▶ Supplied text:
※ ※ ※
Mathematics desk
< July 24	<< Jun \| July \| Aug >>	Current desk >

Welcome to the Wikipedia Mathematics Reference Desk Archives
The page you are currently viewing is an archive page. While you can leave answers for any questions shown below, please ask new questions on one of the current reference desk pages.

July 25[edit]

in MATLAB, the absolute value of the Pearson correlation coefficient is much higher than sqrt(R^2) of least squares fit[edit]

According to our article Pearson product-moment correlation coefficient, R^2 in linear regression should be the square of Pearson's r. However in MATLAB, I have data sets where my R^2 value (for my least squares fit) is something like 0.28, but r is something like -0.74 or -0.85. Is polyfit() not finding the best fit? The original data I believe follows a power law, so I have taken the log of both x and y to make a log-log data set, and used linear least squares regression on it. 76.104.28.221 (talk) 05:40, 25 July 2012 (UTC)[reply]

In general, engineers, statistician, and mathematicians may use slightly different definitions of correlation, covariance, autocorrelation, etc. They are all related via scaling or centering, but this can be a pain to work out. See for instance Autocorrelation#Signal_processing for an alternate definition. As a wild guess, try passing the 'coeff' flag into the corr function, and that might force the definition that you are expecting. Here's MathWorks' info on xcorr [1]. SemanticMantis (talk) 15:16, 25 July 2012 (UTC)[reply]

It's simply impossible for r to be -0.74 for the best linear fit. The worst that r could ever be is zero. Something is not right here. Looie496 (talk) 16:15, 25 July 2012 (UTC)[reply]

r implies a negative correlation, i.e. it is quite a good fit.
※ ※ ※
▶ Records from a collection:
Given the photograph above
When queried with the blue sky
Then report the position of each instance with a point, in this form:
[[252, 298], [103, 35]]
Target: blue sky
※ ※ ※
Retype the Mathematics desk archive page word for word, from start to finish.

▶ Solution below:
Mathematics desk
< July 24	<< Jun \| July \| Aug >>	Current desk >

Welcome to the Wikipedia Mathematics Reference Desk Archives
The page you are currently viewing is an archive page. While you can leave answers for any questions shown below, please ask new questions on one of the current reference desk pages.

July 25[edit]

in MATLAB, the absolute value of the Pearson correlation coefficient is much higher than sqrt(R^2) of least squares fit[edit]

According to our article Pearson product-moment correlation coefficient, R^2 in linear regression should be the square of Pearson's r. However in MATLAB, I have data sets where my R^2 value (for my least squares fit) is something like 0.28, but r is something like -0.74 or -0.85. Is polyfit() not finding the best fit? The original data I believe follows a power law, so I have taken the log of both x and y to make a log-log data set, and used linear least squares regression on it. 76.104.28.221 (talk) 05:40, 25 July 2012 (UTC)[reply]

In general, engineers, statistician, and mathematicians may use slightly different definitions of correlation, covariance, autocorrelation, etc. They are all related via scaling or centering, but this can be a pain to work out. See for instance Autocorrelation#Signal_processing for an alternate definition. As a wild guess, try passing the 'coeff' flag into the corr function, and that might force the definition that you are expecting. Here's MathWorks' info on xcorr [1]. SemanticMantis (talk) 15:16, 25 July 2012 (UTC)[reply]

It's simply impossible for r to be -0.74 for the best linear fit. The worst that r could ever be is zero. Something is not right here. Looie496 (talk) 16:15, 25 July 2012 (UTC)[reply]

r implies a negative correlation, i.e. it is quite a good fit.